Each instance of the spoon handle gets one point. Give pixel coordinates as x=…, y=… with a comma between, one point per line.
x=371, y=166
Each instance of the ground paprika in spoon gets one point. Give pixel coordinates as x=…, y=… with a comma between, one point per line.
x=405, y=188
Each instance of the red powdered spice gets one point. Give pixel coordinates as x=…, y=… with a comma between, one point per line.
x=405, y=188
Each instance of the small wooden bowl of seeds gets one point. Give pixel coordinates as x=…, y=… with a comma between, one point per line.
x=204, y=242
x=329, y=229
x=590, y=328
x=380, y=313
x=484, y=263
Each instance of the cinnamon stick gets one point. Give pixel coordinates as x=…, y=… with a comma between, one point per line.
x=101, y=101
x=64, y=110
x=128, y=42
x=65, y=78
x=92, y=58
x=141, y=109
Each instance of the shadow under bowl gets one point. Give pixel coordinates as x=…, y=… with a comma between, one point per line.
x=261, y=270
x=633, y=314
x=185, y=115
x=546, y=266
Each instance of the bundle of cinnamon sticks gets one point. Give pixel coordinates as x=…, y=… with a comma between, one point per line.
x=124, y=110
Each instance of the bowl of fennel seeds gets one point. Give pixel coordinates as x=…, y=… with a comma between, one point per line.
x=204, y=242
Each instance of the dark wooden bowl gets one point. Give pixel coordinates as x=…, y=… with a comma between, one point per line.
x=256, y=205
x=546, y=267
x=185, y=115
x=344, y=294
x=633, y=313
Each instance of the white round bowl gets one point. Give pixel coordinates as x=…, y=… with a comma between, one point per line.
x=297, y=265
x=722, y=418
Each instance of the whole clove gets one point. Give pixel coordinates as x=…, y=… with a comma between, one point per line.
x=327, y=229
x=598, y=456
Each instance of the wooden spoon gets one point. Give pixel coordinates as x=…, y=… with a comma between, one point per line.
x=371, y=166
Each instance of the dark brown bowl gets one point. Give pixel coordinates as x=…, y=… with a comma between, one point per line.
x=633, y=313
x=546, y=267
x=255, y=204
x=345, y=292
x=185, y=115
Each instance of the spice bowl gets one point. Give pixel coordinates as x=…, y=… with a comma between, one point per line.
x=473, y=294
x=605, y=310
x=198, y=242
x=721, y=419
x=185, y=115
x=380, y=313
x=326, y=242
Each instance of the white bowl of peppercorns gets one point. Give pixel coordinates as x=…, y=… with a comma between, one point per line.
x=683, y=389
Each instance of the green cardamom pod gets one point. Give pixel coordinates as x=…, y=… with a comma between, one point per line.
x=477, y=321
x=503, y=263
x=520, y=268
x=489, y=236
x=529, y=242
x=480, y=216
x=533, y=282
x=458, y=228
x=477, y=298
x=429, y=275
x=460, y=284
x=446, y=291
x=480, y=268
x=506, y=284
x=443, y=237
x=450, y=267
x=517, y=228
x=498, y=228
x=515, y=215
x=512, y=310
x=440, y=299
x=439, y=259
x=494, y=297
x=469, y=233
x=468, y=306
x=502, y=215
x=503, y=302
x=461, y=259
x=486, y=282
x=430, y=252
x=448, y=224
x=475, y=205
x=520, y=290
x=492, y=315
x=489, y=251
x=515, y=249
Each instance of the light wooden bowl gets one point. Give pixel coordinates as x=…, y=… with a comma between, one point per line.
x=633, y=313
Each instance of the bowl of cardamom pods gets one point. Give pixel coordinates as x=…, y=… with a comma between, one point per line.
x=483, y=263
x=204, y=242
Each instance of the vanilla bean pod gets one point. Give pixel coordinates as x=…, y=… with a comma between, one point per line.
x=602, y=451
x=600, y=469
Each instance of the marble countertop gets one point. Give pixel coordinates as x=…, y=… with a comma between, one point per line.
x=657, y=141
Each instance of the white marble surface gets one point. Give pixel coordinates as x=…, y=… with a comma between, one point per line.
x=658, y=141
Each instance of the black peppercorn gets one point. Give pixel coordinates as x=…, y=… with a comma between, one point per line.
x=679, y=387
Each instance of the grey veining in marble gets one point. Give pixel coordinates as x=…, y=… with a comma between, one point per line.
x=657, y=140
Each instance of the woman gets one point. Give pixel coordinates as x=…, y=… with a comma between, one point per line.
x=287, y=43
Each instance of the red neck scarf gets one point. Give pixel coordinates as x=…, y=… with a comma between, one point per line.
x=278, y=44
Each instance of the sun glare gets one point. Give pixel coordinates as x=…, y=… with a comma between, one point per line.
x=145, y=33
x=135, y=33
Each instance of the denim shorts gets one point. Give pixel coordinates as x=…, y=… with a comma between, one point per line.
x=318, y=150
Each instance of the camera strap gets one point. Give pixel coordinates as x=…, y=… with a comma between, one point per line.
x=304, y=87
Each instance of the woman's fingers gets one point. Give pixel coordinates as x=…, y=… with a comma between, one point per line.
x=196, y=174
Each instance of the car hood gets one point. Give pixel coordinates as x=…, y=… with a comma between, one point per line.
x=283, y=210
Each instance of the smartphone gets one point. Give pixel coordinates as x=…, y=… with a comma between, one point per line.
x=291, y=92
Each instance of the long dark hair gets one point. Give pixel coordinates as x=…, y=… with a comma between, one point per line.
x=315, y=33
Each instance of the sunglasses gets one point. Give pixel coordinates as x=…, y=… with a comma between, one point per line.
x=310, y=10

DEINE AUFGABE: Zitiere sämtliche Einträge oben wörtlich, Zeile für Zeile und ohne Auslassung.

ANTWORT ZUR ÜBUNG:
Each instance of the spoon handle gets one point. Give pixel coordinates as x=…, y=… with a comma between, one point per line.
x=371, y=166
Each instance of the ground paprika in spoon gets one point. Give pixel coordinates as x=…, y=… with a comma between, one point per line.
x=405, y=188
Each instance of the red powdered spice gets one point. Give pixel coordinates as x=…, y=… with a comma between, one point per line.
x=405, y=188
Each instance of the small wooden bowl of seeds gets one point. Give pixel coordinates as x=…, y=… with a comma between, one point per line.
x=204, y=242
x=329, y=229
x=590, y=328
x=380, y=313
x=484, y=263
Each instance of the cinnamon stick gets one point. Give pixel coordinates as x=…, y=… with a comma between, one point per line.
x=101, y=101
x=64, y=110
x=128, y=42
x=65, y=78
x=92, y=58
x=141, y=109
Each instance of the shadow under bowl gets one point. Give pixel coordinates as x=…, y=… with a comma between, one point per line.
x=261, y=270
x=633, y=314
x=185, y=115
x=546, y=266
Each instance of the bundle of cinnamon sticks gets one point. Give pixel coordinates as x=…, y=… with a comma between, one point per line.
x=124, y=110
Each instance of the bowl of fennel seeds gets one point. Give pixel coordinates as x=…, y=… with a comma between, one point per line.
x=204, y=242
Each instance of the dark wooden bowl gets one point. Give pixel coordinates as x=…, y=… with a comma between, one point per line.
x=256, y=205
x=546, y=267
x=185, y=115
x=344, y=294
x=633, y=313
Each instance of the white round bowl gets one point. Give pixel coordinates as x=…, y=… with a comma between, one point per line.
x=297, y=265
x=722, y=418
Each instance of the whole clove gets one point. Give pixel coordinates as x=…, y=… with a comma between, one point per line.
x=327, y=229
x=598, y=456
Each instance of the wooden spoon gets one point. Give pixel coordinates as x=…, y=… with a comma between, one point per line.
x=371, y=166
Each instance of the dark brown bowl gets one point. Give pixel coordinates as x=…, y=… with a comma between, one point per line.
x=633, y=313
x=546, y=267
x=255, y=204
x=345, y=292
x=185, y=115
Each instance of the spice bowl gets one point. Give pixel coordinates as x=…, y=… with a comma between, one point per line.
x=473, y=294
x=605, y=310
x=198, y=242
x=721, y=419
x=185, y=115
x=380, y=313
x=326, y=242
Each instance of the white bowl of peppercorns gets one point. Give pixel coordinates as x=…, y=… with a comma between, one point per line.
x=683, y=389
Each instance of the green cardamom pod gets one point. Give pixel coordinates as x=…, y=… with a comma between, one point per line.
x=477, y=321
x=503, y=263
x=520, y=268
x=489, y=236
x=529, y=242
x=480, y=216
x=533, y=282
x=458, y=228
x=477, y=298
x=429, y=275
x=460, y=284
x=446, y=291
x=480, y=268
x=506, y=284
x=443, y=237
x=450, y=267
x=517, y=228
x=498, y=228
x=515, y=215
x=512, y=310
x=440, y=299
x=439, y=259
x=494, y=297
x=469, y=233
x=468, y=306
x=502, y=215
x=503, y=302
x=461, y=259
x=486, y=282
x=430, y=252
x=448, y=224
x=475, y=205
x=520, y=290
x=492, y=315
x=489, y=251
x=515, y=249
Each instance of the light wooden bowl gets one point. Give pixel coordinates as x=…, y=… with a comma between, one point per line.
x=633, y=313
Each instance of the bowl of cardamom pods gets one point. Give pixel coordinates as x=…, y=… with a comma between, one point per line.
x=483, y=263
x=204, y=242
Each instance of the vanilla bean pod gets one point. Give pixel coordinates as x=…, y=… with a comma between, one point per line.
x=602, y=451
x=600, y=469
Each instance of the marble countertop gets one point. Give pixel coordinates as x=…, y=… with a comma between, one point per line.
x=657, y=141
Each instance of the white marble surface gets one point. Give pixel coordinates as x=…, y=… with a comma between, one point per line.
x=658, y=141
Each instance of the black peppercorn gets one point. Give pixel coordinates as x=…, y=… with a comma between, one point per line.
x=679, y=387
Each instance of the grey veining in marble gets one point. Give pixel coordinates as x=…, y=… with a comma between, one point per line.
x=657, y=140
Each instance of the woman gets one point. Give pixel coordinates as x=…, y=… with a comma between, one point per line.
x=287, y=43
Each instance of the red neck scarf gets one point. Give pixel coordinates as x=…, y=… with a comma between, one point per line.
x=278, y=44
Each instance of the sun glare gets one point. Give pixel coordinates as x=…, y=… with a comma between, one point per line.
x=145, y=33
x=135, y=33
Each instance of the denim shorts gets one point. Give pixel coordinates as x=…, y=… with a comma between, one point per line.
x=318, y=150
Each instance of the camera strap gets one point. Give pixel coordinates as x=…, y=… with a comma between, one point per line.
x=304, y=87
Each instance of the woman's fingers gets one point. Give pixel coordinates as x=…, y=… with a comma between, one point per line.
x=196, y=174
Each instance of the car hood gets one point. Give pixel coordinates as x=…, y=… with a comma between, one point per line.
x=283, y=210
Each instance of the smartphone gets one point. Give pixel coordinates as x=…, y=… with a comma between, one point per line.
x=291, y=92
Each instance of the long dark hair gets one point. Give pixel coordinates as x=…, y=… with a comma between, one point per line.
x=315, y=33
Each instance of the sunglasses gets one point. Give pixel coordinates as x=…, y=… with a comma between, one point per line.
x=310, y=10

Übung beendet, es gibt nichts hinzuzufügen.